§ **TÂCHES ET EXERCICES**:
a – Reproduisez fidèlement le passage de l'extrait judiciaire sur le naufrage qui commence aux mots "L'intimée soutient ainsi" et qui s'arrête après "en être déboutés.".
b – Rédigez la suite de l'extrait judiciaire sur le naufrage, en partant de sa dernière phrase.

§ **EXTRAIT DE PAGE**:
La SA Generali IARD fait valoir qu'elle produit des notes d'expert venant contredire les constatations et les méthodes utilisées par le cabinet [R]. Ainsi, elle soutient que la taille des ouvertures qui auraient permis le naufrage se situent au dessus de la ligne d'eau et ne sont pas assez larges pour expliquer un naufrage aussi rapide. De plus, elle relève que les conditions météorologiques n'étaient pas différentes de celles dans lesquelles le bateau avait déjà navigué auparavant sans qu'aucune infiltration n'ait été constatée, et, que les pompes mises en cause possédaient des batteries neuves permettant d'exclure leur dysfonctionnement.

L'intimée soutient ainsi que d'autres hypothèses doivent être considérées, telles qu'un acte de malveillance ou une collision avec un autre bateau.

L'intimée sollicite, à titre subsidiaire, la réduction des sommes accordées par le jugement. Elle fait valoir que seule une action estimatoire est possible en l'espèce au regard de la vente du navire litigieux, mais qu'en l'absence d'information sur ce prix de vente, Mme [N], M. [U] et la SA Helvetia assurances ne peuvent recevoir aucune indemnisation au titre du prix d'achat et du coût des travaux et du transport.

De plus, elle considère que Mme [N] et M. [U] ne justifient aucunement l'existence et le quantum du préjudice de jouissance réclamé, et doivent donc en être déboutés.

La SA Generali IARD fait valoir qu'en tout état de cause, une exclusion de garantie est applicable aux termes de la police d'assurance souscrite par la SAS OMV permettant d'exclure le remboursement du prix de vente et des équipements. De plus, elle conteste avoir renoncé à opposer à la SAS OMV les exclusions et limitations de garantie en prenant la direction de procès puisqu'elle expose avoir émis des réserves par un courrier du 19 octobre 2018 à la SAS OMV contenant l'ensemble des limitations et exclusions, la deuxième condition de cette règle de renonciation ne se trouvant ainsi pas remplie.

Par dernières conclusions transmises le 14 juin 2024 au visa des articles 15, 16, 135 et 803 du code de procédure civile et des articles 1641 et suivants du code civil, auxquelles il est renvoyé pour plus ample exposé des prétentions et moyens, M. [U], Mme [N] et la SA Helvetia assurances, sollicitent de la cour qu'elle :

' rejette les conclusions n°3 et la pièce n°17 transmises par la SAS Organisation motonautique varoise en raison de leur communication tardive,

A défaut, à titre subsidiaire :

' révoque la clôture rendue le 21 mai 2024 et admette aux débats les présentes écritures ainsi que les pièces communiquées avec,

' confirme en toutes ses dispositions le jugement rendu par le tribunal judiciaire de Draguignan le 25 novembre 2020,

' déboute la SAS Organisation Motonautique Varoise et la SA Generali Iard de leurs demandes,

' condamne la SAS Organisation Motonautique Varoise aux dépens et à verser à la SA Helvetia assurances une indemnité de 17 000 euros au titre de l'article 700 du code de procédure civile.

§ **DONNÉES FOURNIES**:
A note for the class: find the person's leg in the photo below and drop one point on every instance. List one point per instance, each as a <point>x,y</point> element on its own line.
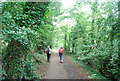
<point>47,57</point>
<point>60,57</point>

§ **RÉPONSES PAR TÂCHE**:
a –
L'intimée soutient ainsi que d'autres hypothèses doivent être considérées, telles qu'un acte de malveillance ou une collision avec un autre bateau.

L'intimée sollicite, à titre subsidiaire, la réduction des sommes accordées par le jugement. Elle fait valoir que seule une action estimatoire est possible en l'espèce au regard de la vente du navire litigieux, mais qu'en l'absence d'information sur ce prix de vente, Mme [N], M. [U] et la SA Helvetia assurances ne peuvent recevoir aucune indemnisation au titre du prix d'achat et du coût des travaux et du transport.

De plus, elle considère que Mme [N] et M. [U] ne justifient aucunement l'existence et le quantum du préjudice de jouissance réclamé, et doivent donc en être déboutés.

b –
Les intimés font valoir que la SA Helvetia assurances est recevable à agir puisqu'elle bénéficie à la fois de la subrogation légale et conventionnelle, justifiée par la production des conditions contractuelles de la police outre des quittances et preuve de règlement du sinistre.

Les intimés soutiennent que la SAS OMV doit sa garantie au titre des défauts d'étanchéité qui remplissent les caractéristiques permettant de les qualifier de vices cachés.

En effet, ils font valoir que ces défauts n'étaient pas apparents au moment de la vente puisqu'ils n'auraient pas pu être décelés sans un examen minutieux et des tests, ce qui n'incombait pas à Mme [N] en sa qualité de profane. Ils soutiennent également qu'ils étaient antérieurs à la vente puisqu'aucune intervention n'a été réalisée sur les parties concernées par ces défauts d'étanchéité après la vente et au regard de la courte période d'utilisation du navire.

De plus, les intimés soutiennent qu'il s'agit de vices inhérents à la chose qui la rendent impropre à son usage, un défaut d'étanchéité étant considéré comme un caractère intrinsèque d'un navire qui empêche son utilisation.

Les intimés font valoir que le rapport d'expertise du cabinet [R] possède une force probante selon la jurisprudence en vertu de laquelle tout rapport amiable peut valoir à titre de preuve dès lors qu'il est soumis à la libre discussion des parties puisque toutes les parties étaient représentées pendant les opérations d'expertise, et qu'il est effectivement corroboré par d'autres éléments, notamment le procès-verbal de constat du 18 août 2017 signé par toutes les parties.

De plus, ils font valoir que le représentant de la SAS OMV n'avait pas besoin de justifier d'une quelconque qualité pour signer le procès-verbal de constat, ce document ne possédant pas de valeur contractuelle.

Les intimés contestent la note de synthèse établie par M. [G] en faisant valoir que les conditions météorologiques, bien qu'habituelles, ont eu une influence sur le naufrage puisque le clapot de mer a engendré le déplacement des zones immergées plusieurs centimètres au-dessous de la ligne de flottaison ce qui a conduit à l'envahissement de la plateforme, puis au naufrage en raison des défauts d'étanchéité.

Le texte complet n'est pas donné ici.